If you’ve ever had them get into your trash cans, you probably hate them, too. I wouldn’t mind so much if they didn’t make the world’s biggest mess in the process, but they throw trash all over the place and then poop in your flower bed to add insult to injury. Coons are also wasteful. They will kill a chicken seemingly for fun and not eat it. The body is just left on the ground with its head missing.
I’m undecided whether they are geniuses in fur coats or voracious thieves driven to stupidity. I wonder because sometimes I outsmart them, and sometimes they outsmart me. The expression goes that we only catch the dumb ones, but if that were the case, shouldn’t coons be attending college by now?
These sneaky little nocturnal ominous are nature’s con artists. They have that mask everyone seems to love and have behavior we humans anthropomorphize. That is how coons trick us. They pretend to be friendly and docile in exchange for handouts. They are the animal equivalent of welfare recipients. Try feeding a family of coons for a few weeks and see how angry they get when you stop the freebies.
They’ll run riot across your property like Obama supporters.
Don’t let the cute act fool you. A snarling, snapping coon charging toward you will get your heart racing. An angry opossum is more menacing, but they waddle along slow enough that they can be pretty easily outrun. On a side note, my wife recently chaperoned a field trip to a zoo that had opossums and fell in love with the feel of their fur, so I guess I will have to get over my disdain for the nasty little creatures and skin out a few for her. The things I will do for my woman.
So one day, I spot my neighbor loading a live-trap into his truck. Pacing back and forth inside the trap was the biggest boar coon I’ve ever seen. From three houses down, this thing looked enormous, so I knew it was a big one. As I drew closer, I began to understand how this monster was kept penned up. My neighbor had reinforced the trap to keep Mr. Coon from pushing his way out. Note to self: Good idea because I lose more coons than I keep in a live-trap.
I complimented him on the catch and started in with the small talk hoping to ease my way into a free coon. I figured if this guy was in it for the pelt, Mr. Coon would be pretty close to room temperature by now. Just as I was about to ask the Sixty-Four Dollar Question, my neighbor dropped a bomb.
“There’s some sick bastard mutilating cats in the neighborhood. We found one on the back porch with a bear trap on its leg. I’ve still got the trap as evidence, and we’ve called the police. That guy belongs in prison.”

__Listed entries__.

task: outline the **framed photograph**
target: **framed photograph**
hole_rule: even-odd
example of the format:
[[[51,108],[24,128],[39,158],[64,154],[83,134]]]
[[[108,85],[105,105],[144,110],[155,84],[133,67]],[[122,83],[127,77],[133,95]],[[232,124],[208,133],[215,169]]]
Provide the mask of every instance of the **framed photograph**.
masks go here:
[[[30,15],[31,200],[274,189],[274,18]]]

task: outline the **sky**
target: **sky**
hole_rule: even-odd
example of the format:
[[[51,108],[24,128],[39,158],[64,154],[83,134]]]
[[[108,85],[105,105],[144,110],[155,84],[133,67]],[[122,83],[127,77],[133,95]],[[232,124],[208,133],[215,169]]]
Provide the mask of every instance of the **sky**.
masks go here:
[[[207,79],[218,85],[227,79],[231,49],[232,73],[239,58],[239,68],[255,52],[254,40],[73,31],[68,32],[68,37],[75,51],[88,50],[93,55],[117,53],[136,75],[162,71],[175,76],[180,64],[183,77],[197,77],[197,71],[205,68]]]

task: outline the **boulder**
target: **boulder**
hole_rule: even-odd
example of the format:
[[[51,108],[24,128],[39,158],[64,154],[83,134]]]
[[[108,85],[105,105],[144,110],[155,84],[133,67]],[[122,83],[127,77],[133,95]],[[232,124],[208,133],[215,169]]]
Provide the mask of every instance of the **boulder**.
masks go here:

__Problems to solve__.
**1.** Translate this sentence from the raccoon text into Spanish: "I’m undecided whether they are geniuses in fur coats or voracious thieves driven to stupidity."
**2.** Carry the raccoon text forward from its final sentence, keeping its first-person voice.

__Answers by item number__.
**1.** No me decido sobre si son genios con abrigo de piel o ladrones voraces empujados a la estupidez.

**2.**
At that point, I knew I was dealing with a moron. If you trap, you know exactly what I’m talking about. I was also pretty sure that I wasn’t getting my trap back. My 1 1/2 double long spring had gone missing a few weeks prior. It had upset me because it was my favorite, and I don’t have many traps, since I only nuisance trap on my own property. I purposely bait and set my traps to avoid by-catch, so assuming the story is accurate, that cat just had bad luck.
My activity was perfectly within the law of that jurisdiction, but since dealing with the authorities is a pain in the ass I would rather avoid (even when I’ve completely in the clear), I didn’t push the issue over a trap that was free in the first place. Not surprising, my neighbor, Perry Mason that he was, knew with absolute certainly the illegality of my trapping, but failed to understand his plan to relocate his nuisance coon to a public park was illegal as well. I love people who know exactly what everyone else is doing wrong, but let their stuff slide. If you want to be Johnny Law, you should keep your nose clean, too. It’s that whole throwing glass houses thing.
The point of my neighbor being an ignorant idiot was driven home a second time when he repeated himself a minute later and the cat was now missing a leg from said bear trap that was drug to his porch. He wasn’t clear on the mechanics of exactly how a device has the ability to both completely amputate a limb and remain attached to be drug somewhere. Many people (me included) have caught their fingers in traps, both accidentally and on purpose to prove a point. It won’t even break the skin, much less amputate an appendage. I began to think I was dealing with someone mentally unbalanced. Looking back, I think he was.